[Document excerpt Boundary: Start]
"""Models for VideoProcessorPipeline."""
from __future__ import annotations
import json
from enum import Enum
from pathlib import Path
from pydantic import BaseModel, Field
# ---------------------------------------------------------------------------
# Enums
# ---------------------------------------------------------------------------
[docs]
class DeduplicationMethod(str, Enum):
"""Frame similarity algorithm used for deduplication."""
PHASH = "phash" # perceptual hash — fast, no ML (default)
SSIM = "ssim" # structural similarity — more accurate, needs scikit-image
[docs]
class FrameAnalysisMode(str, Enum):
"""How frames are sent to the vision LLM."""
INDIVIDUAL = "individual" # one API call per frame
GRID = "grid" # stitch N frames into a collage → one API call
[docs]
class VideoProcessingMode(str, Enum):
"""How much of the video should be processed."""
ACTIVE = "active" # process the full video
PASSIVE = "passive" # process only a focused time window
[docs]
class TranscriberBackend(str, Enum):
"""Audio transcription backend."""
# ── Local / open-source ──────────────────────────────────────────────
FASTER_WHISPER = "faster-whisper" # faster-whisper lib (default)
OPENAI_WHISPER = "openai-whisper" # openai-whisper lib
HUGGINGFACE_LOCAL = "huggingface-local" # HF transformers ASR pipeline
# ── Cloud APIs ───────────────────────────────────────────────────────
OPENAI_API = "openai-api" # OpenAI Whisper API
GOOGLE_API = "google-api" # Google Cloud Speech-to-Text v2
HUGGINGFACE_API = "huggingface-api" # HuggingFace Inference API
GROQ_API = "groq-api" # Groq (ultra-fast Whisper cloud)
DEEPGRAM_API = "deepgram-api" # Deepgram Nova
# ── Self-hosted ──────────────────────────────────────────────────────
OLLAMA = "ollama" # Ollama server (audio-capable models)
# ---------------------------------------------------------------------------
# VideoInput type alias
# ---------------------------------------------------------------------------
#: Accepted video sources:
#: - str / Path → local file path, or http/https URL, or YouTube URL
#: - bytes → raw video bytes (written to a temp file internally)
#: - list → pre-extracted frame image paths (skip extraction step)
VideoInput = str | Path | bytes | list
# ---------------------------------------------------------------------------
# Config
# ---------------------------------------------------------------------------
[docs]
class VideoConfig(BaseModel):
"""All tunable hyperparameters for VideoProcessorPipeline."""
# ── Frame extraction ─────────────────────────────────────────────────
fps: float = 1.0
"""Frames to sample per second of video."""
similarity_threshold: float = 90.0
"""Discard a frame whose similarity to the previous kept frame is >= this %.
Lower = keep more frames. Range 0-100."""
max_frames: int | None = None
"""Hard cap on frames kept (None = no cap)."""
dedup_method: DeduplicationMethod = DeduplicationMethod.PHASH
"""Algorithm used to compare frame similarity."""
frame_format: str = "JPEG"
"""Image format for kept frames: 'JPEG' (smaller) or 'PNG' (lossless)."""
# ── Vision analysis ──────────────────────────────────────────────────
analyze_frames: bool = True
"""Pass kept frames to the vision LLM for content extraction."""
[Document excerpt Boundary: End]
Assignment A -
Answer these questions using the VideoProcessorPipeline models code.
(i) Which deduplication method does VideoConfig use by default?
(ii) What happens to a video supplied as raw bytes?
(iii) How many frames per second are sampled by default?
Assignment B -
For each statement, say whether it agrees with the VideoProcessorPipeline models code. Answer yes or no, and quote the words from the code that decide it.
(i) The SSIM deduplication method requires scikit-image.
(ii) In GRID analysis mode, each frame gets its own API call.
(iii) The default similarity threshold is 80 percent.
Assignment C - Extend the VideoProcessorPipeline models code, starting right after the last field shown.
[Data shown Boundary: Start]
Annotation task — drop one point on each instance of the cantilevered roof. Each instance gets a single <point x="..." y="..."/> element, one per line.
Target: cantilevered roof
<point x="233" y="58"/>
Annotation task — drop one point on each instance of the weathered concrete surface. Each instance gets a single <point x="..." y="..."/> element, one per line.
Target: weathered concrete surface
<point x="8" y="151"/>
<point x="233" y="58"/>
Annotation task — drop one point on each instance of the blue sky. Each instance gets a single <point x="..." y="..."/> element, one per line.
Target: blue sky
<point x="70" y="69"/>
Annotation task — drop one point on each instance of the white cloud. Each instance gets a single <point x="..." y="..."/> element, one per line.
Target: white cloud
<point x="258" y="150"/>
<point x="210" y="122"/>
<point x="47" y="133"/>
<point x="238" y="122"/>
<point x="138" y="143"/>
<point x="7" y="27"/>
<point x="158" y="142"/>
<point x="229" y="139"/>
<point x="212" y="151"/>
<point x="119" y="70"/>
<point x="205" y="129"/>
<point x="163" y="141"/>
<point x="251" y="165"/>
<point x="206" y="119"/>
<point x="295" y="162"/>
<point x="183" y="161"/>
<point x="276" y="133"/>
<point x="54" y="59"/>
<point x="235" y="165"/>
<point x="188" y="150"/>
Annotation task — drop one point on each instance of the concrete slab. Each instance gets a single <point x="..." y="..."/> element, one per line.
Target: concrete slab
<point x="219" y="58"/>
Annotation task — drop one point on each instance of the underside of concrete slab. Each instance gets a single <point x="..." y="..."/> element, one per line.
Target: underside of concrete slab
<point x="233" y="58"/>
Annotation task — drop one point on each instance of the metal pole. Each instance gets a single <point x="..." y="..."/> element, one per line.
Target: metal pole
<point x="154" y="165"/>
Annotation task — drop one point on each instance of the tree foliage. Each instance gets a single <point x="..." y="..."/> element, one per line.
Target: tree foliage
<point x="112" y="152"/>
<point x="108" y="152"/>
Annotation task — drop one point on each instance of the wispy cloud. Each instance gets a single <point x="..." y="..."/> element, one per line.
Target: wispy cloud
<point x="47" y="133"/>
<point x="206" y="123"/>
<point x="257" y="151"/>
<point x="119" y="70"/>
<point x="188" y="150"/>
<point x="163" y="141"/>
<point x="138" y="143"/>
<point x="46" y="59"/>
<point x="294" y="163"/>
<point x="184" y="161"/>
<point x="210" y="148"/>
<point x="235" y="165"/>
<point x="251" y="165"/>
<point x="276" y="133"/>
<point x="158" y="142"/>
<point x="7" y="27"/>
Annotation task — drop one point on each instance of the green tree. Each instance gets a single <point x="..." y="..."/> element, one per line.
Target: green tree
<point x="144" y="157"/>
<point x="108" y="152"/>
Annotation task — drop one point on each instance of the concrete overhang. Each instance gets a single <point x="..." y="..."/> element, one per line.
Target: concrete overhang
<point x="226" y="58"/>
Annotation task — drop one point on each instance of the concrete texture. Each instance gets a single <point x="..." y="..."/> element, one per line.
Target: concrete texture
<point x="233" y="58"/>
[Data shown Boundary: End]
Reply A -
(i) Perceptual hash (DeduplicationMethod.PHASH, "phash").
(ii) The raw video bytes are written to a temporary file internally.
(iii) 1.0 frames per second.

Reply B -
(i) Yes: "structural similarity — more accurate, needs scikit-image"
(ii) No: "stitch N frames into a collage → one API call"
(iii) No: "similarity_threshold: float = 90.0"

Reply C -
frame_analysis_mode: FrameAnalysisMode = FrameAnalysisMode.INDIVIDUAL
"""Individual = one LLM call per frame; Grid = stitch frames into a collage."""
grid_size: int = 4
"""Number of frames per grid collage (used when frame_analysis_mode='grid')."""
batch_size: int = 10
"""How many frames to submit to the LLM concurrently per batch."""
max_workers: int = 4
"""Thread-pool size for concurrent LLM frame analysis calls."""
max_process_workers: int = 4
"""Process-pool size for CPU-bound frame extraction / hashing."""
# ── Audio transcription ──────────────────────────────────────────────
transcribe_audio: bool = True
"""Extract and transcribe the video's audio track."""
transcriber_backend: TranscriberBackend = TranscriberBackend.FASTER_WHISPER
"""Which transcription engine to use."""
transcriber_model: str = "base"
"""Model name / size — interpretation is backend-specific.
Examples:
faster-whisper / openai-whisper : "tiny" "base" "small" "medium" "large-v3"
huggingface-local / -api : HF model ID e.g. "openai/whisper-large-v3"
openai-api : "whisper-1"
google-api : "long" "short" "latest_long"
groq-api : "whisper-large-v3" "whisper-large-v3-turbo"
deepgram-api : "nova-3" "nova-2" "enhanced" "base"
ollama : model name on server e.g. "whisper"
"""
transcriber_api_key: str | None = None
"""API key for cloud transcription backends (falls back to env vars)."""
transcriber_base_url: str | None = None
"""Base URL for self-hosted / Ollama transcription endpoints."""
language: str | None = None
"""BCP-47 language code (e.g. 'en', 'fr'). None = auto-detect."""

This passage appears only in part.